## START Reading passage

# Workbench Gloat



## justinwdemoss (Jun 22, 2010)

Scored a C. Christensen workbench from c-list earlier this week. It was in terrible shape, but I saw what they were going for on ebay (one sold last week for about $500). Now that one was in way better shape and larger, but I took a chance. The thing bad been sitting in a shed for almost two decades without use. Motor oil and grease had coated most of the top. The floor of the shed was so bad that when we picked it up, part of the floor came with it. I paid $70 for it. I brought it home, and in addition to the drill press mounted tot he top, it had all kinds of treasures in the drawers. One notable was about two dozen molding cutters in new condition. They will go on c-list soon and with the drill press will likely cover the cost of the bench.

I de-greased the whole thing. Sanded, and saw that the oil had really penetrated. The two vises were in good working order minus the handle for the front. I decided to seal the entire bench and base with shellac. You can see the end result. The thing is solid maple some of it tiger and bird's eye!

Now its time to get rid of the monster table/bench that I built and have been using for years and free up some room for this restored and working gem.


----------



## JayT (May 6, 2012)

Young man, take that thing back where you stole it and apologize!

Seriously great find, Justin, and good job restoring it. I'm not sure that $70 even buys the screws for the vices. What are the dimensions?


----------



## ITnerd (Apr 14, 2011)

## END Reading passage

**Jobs:**
1. Rewrite the workbench thread from "## JayT (May" up to and including "are the dimensions?", putting "measurements" in place of "dimensions".
2. Pick out every line of the records that contains the string "sleeve", matching case exactly.

## START Rows

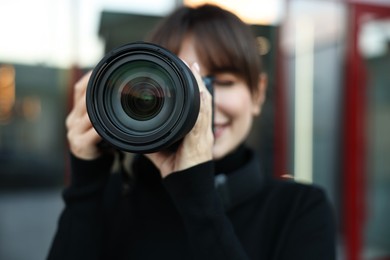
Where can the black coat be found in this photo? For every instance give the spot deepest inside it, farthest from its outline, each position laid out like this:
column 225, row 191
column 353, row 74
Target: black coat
column 184, row 216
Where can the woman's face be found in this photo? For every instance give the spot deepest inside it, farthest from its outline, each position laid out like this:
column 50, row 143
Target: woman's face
column 234, row 106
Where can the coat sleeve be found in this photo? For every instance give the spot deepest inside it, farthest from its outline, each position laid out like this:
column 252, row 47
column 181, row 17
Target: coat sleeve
column 80, row 228
column 311, row 232
column 210, row 233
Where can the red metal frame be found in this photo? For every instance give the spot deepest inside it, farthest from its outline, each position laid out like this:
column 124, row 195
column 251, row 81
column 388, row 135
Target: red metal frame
column 354, row 134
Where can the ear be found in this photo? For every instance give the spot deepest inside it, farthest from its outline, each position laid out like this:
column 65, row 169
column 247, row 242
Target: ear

## END Rows

**Replies:**
1.
## JayT (May 6, 2012)

Young man, take that thing back where you stole it and apologize!

Seriously great find, Justin, and good job restoring it. I'm not sure that $70 even buys the screws for the vices. What are the measurements?

2.
Where can the coat sleeve be found in this photo? For every instance give the spot deepest inside it, farthest from its outline, each position laid out like this:
Target: coat sleeve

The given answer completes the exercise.